=== Passage provided ===
19The installation of a quarry or a mine, or the enlargement of an existing exploitation, may have a far greater potential impact on a protected property or its buffer zone. In these cases, the risk factor is multiplied exponentially, as the use of explosives may destroy a cave directly or produce vibrations that are potentially dangerous for the conservation of nearby caves. In addition to this risk, the dust and larger-sized particles produced by the activity may be transported by wind or water and introduced into caves, resulting in alterations to the rock surface containing the art. (i.e. Fuente del Salín, Sovilla, Santián, Praileaitz I caves).

=== Record set ===
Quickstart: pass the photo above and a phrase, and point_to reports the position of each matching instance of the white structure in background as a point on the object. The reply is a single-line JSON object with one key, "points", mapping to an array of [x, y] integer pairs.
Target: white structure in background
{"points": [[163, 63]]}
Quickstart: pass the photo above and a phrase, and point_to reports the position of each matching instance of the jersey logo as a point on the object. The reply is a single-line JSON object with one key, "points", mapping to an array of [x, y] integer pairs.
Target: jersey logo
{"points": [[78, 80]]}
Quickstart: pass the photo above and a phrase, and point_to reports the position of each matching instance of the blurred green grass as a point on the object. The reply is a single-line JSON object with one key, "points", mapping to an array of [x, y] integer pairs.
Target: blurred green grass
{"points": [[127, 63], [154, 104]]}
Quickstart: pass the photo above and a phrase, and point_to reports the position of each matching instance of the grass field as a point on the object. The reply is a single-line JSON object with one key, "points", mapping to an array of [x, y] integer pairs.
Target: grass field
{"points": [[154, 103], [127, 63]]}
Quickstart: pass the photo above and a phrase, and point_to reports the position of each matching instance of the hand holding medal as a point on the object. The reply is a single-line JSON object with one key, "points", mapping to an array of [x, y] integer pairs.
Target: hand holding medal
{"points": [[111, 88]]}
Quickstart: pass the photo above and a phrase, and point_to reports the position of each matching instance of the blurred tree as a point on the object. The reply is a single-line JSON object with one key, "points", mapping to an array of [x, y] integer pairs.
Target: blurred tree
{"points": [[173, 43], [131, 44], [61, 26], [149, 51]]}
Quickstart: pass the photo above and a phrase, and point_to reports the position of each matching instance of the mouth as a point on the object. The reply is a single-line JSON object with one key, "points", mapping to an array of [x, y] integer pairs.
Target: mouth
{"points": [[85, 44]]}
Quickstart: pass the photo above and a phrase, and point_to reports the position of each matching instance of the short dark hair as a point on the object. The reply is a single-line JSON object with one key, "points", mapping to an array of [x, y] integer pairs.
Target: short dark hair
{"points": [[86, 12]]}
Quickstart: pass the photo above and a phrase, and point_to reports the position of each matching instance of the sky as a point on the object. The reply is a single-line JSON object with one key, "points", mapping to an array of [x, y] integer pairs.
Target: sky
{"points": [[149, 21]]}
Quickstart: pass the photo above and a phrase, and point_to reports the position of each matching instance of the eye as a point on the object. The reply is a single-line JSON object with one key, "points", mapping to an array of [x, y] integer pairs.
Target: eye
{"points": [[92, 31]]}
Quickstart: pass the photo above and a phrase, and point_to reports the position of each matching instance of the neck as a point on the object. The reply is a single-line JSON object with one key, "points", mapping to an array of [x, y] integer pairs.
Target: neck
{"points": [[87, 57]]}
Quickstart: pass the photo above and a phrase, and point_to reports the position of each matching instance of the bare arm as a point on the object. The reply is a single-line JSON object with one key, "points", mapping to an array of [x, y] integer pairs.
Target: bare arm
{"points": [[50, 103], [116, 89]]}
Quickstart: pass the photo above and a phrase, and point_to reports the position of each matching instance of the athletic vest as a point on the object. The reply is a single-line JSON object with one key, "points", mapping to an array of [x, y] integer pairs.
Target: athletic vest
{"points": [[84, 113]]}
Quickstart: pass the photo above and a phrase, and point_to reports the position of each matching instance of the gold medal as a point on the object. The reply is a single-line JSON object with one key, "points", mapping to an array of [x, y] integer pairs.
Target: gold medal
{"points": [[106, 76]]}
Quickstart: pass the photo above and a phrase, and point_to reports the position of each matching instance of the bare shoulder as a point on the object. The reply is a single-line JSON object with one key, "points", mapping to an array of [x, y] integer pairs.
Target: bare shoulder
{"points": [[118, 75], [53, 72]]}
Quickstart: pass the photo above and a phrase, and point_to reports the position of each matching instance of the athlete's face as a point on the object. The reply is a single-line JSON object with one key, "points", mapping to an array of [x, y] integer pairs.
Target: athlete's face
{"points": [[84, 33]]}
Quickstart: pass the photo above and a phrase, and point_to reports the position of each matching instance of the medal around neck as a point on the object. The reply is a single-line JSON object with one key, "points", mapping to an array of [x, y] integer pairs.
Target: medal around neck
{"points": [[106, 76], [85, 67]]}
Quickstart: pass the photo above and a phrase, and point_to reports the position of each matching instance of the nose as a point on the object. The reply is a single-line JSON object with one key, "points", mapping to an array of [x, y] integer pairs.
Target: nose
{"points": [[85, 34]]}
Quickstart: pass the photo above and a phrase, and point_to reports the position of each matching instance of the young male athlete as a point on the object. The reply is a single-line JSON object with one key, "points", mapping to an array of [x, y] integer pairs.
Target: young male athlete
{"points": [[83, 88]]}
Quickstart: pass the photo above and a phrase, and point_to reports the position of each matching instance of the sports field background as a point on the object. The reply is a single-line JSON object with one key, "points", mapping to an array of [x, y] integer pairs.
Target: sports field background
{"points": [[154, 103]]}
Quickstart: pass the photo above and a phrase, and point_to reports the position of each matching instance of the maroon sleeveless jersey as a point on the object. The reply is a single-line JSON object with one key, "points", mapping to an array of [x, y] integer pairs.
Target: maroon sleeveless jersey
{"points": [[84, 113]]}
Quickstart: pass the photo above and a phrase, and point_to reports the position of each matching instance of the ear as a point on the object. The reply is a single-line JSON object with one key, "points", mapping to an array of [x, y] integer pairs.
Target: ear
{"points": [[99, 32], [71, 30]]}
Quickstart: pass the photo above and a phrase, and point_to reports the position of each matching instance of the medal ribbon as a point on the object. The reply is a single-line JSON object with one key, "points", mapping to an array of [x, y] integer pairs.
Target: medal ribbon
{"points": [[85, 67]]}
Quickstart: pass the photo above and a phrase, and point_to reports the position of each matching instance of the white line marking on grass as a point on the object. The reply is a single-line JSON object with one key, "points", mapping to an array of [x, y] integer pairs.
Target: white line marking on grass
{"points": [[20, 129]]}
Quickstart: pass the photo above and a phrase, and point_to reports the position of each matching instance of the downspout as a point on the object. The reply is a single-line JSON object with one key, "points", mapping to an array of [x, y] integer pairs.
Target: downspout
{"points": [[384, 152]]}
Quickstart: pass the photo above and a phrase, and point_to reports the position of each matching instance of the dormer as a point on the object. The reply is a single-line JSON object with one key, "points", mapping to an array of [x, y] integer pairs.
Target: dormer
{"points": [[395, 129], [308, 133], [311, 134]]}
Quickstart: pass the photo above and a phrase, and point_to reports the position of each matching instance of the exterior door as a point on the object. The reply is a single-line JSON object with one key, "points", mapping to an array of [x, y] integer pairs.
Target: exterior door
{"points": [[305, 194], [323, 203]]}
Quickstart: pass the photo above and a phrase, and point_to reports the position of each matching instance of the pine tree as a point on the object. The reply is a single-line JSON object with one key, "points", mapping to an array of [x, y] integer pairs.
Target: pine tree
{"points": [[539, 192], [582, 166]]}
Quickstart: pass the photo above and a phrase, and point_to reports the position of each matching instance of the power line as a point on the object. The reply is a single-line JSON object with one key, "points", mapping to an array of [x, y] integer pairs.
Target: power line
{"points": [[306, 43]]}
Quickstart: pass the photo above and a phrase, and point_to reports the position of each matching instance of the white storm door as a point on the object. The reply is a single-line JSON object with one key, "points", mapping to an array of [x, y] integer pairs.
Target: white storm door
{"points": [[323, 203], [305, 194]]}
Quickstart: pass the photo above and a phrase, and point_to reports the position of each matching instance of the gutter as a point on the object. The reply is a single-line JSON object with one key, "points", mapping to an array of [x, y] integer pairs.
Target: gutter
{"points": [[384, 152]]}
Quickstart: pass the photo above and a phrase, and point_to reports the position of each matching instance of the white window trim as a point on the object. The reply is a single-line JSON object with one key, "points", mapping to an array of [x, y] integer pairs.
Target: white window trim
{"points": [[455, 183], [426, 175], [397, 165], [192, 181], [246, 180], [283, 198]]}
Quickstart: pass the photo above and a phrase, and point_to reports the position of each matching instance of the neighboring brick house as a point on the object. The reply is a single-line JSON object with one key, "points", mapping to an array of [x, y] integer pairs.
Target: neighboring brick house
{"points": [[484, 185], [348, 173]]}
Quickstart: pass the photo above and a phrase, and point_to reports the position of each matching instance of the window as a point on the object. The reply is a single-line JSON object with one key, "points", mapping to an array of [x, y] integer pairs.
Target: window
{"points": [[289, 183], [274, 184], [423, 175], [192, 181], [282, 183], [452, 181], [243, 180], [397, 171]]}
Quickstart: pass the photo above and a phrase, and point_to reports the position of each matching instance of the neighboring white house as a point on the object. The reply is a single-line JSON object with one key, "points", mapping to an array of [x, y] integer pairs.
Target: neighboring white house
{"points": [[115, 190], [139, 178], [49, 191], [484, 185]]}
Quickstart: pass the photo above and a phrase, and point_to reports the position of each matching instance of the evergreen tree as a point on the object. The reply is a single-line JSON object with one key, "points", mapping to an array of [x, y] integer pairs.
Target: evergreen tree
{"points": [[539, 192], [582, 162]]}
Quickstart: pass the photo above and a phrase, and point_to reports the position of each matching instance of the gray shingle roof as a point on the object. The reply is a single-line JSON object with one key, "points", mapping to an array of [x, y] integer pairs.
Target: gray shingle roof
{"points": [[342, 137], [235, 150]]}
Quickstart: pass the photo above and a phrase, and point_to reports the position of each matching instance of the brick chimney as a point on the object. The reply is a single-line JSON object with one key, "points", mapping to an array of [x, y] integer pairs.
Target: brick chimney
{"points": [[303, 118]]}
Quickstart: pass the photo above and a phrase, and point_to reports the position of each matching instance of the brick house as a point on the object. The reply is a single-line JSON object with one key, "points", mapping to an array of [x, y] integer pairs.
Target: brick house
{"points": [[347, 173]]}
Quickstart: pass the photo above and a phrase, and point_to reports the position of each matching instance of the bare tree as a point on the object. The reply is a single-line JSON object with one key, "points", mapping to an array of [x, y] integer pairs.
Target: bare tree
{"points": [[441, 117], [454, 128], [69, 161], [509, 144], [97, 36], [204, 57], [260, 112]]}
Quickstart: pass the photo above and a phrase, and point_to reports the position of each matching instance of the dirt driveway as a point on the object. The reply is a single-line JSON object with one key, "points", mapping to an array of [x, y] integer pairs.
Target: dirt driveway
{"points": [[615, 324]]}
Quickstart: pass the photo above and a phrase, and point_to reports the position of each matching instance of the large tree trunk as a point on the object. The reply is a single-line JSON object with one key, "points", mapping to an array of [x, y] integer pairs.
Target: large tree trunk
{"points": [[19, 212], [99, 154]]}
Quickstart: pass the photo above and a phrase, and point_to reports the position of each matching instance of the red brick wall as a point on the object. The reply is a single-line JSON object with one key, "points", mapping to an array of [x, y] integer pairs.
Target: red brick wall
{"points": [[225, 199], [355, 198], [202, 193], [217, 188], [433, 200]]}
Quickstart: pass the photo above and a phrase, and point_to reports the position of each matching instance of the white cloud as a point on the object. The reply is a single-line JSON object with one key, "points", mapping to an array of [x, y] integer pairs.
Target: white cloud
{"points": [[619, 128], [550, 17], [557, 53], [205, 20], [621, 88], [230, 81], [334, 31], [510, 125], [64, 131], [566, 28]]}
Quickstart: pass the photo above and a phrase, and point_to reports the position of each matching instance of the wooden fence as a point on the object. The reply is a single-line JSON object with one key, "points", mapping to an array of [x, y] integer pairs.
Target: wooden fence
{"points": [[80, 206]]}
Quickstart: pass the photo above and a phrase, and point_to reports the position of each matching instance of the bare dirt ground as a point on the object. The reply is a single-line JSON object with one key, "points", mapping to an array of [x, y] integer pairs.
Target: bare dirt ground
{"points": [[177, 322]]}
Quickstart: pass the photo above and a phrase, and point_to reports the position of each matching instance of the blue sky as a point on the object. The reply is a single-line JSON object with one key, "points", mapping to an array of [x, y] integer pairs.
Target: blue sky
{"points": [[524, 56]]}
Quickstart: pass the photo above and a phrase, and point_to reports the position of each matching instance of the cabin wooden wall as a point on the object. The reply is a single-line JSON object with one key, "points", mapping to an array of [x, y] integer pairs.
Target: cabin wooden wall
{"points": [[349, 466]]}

=== Problems to solve ===
1 - Condense the paragraph beginning "The installation of a quarry" in the passage on quarry and mining impacts on caves into a short list, keeping its main facts.
2 - From the passage on quarry and mining impacts on caves, write out the text between "19The installation of" and "Praileaitz I caves).", inclusive.
The entries have no connection to the passage on quarry and mining impacts on caves.

=== Your written answers ===
1 -
- Opening a quarry or mine, or enlarging an existing one, can have a far greater potential impact on a protected property or its buffer zone.
- Explosives may destroy a cave outright or cause vibrations that threaten the conservation of nearby caves.
- Dust and larger particles from the work can be carried by wind or water into caves and alter the rock surface bearing the art, as in the Fuente del Salín, Sovilla, Santián and Praileaitz I caves.

2 -
19The installation of a quarry or a mine, or the enlargement of an existing exploitation, may have a far greater potential impact on a protected property or its buffer zone. In these cases, the risk factor is multiplied exponentially, as the use of explosives may destroy a cave directly or produce vibrations that are potentially dangerous for the conservation of nearby caves. In addition to this risk, the dust and larger-sized particles produced by the activity may be transported by wind or water and introduced into caves, resulting in alterations to the rock surface containing the art. (i.e. Fuente del Salín, Sovilla, Santián, Praileaitz I caves).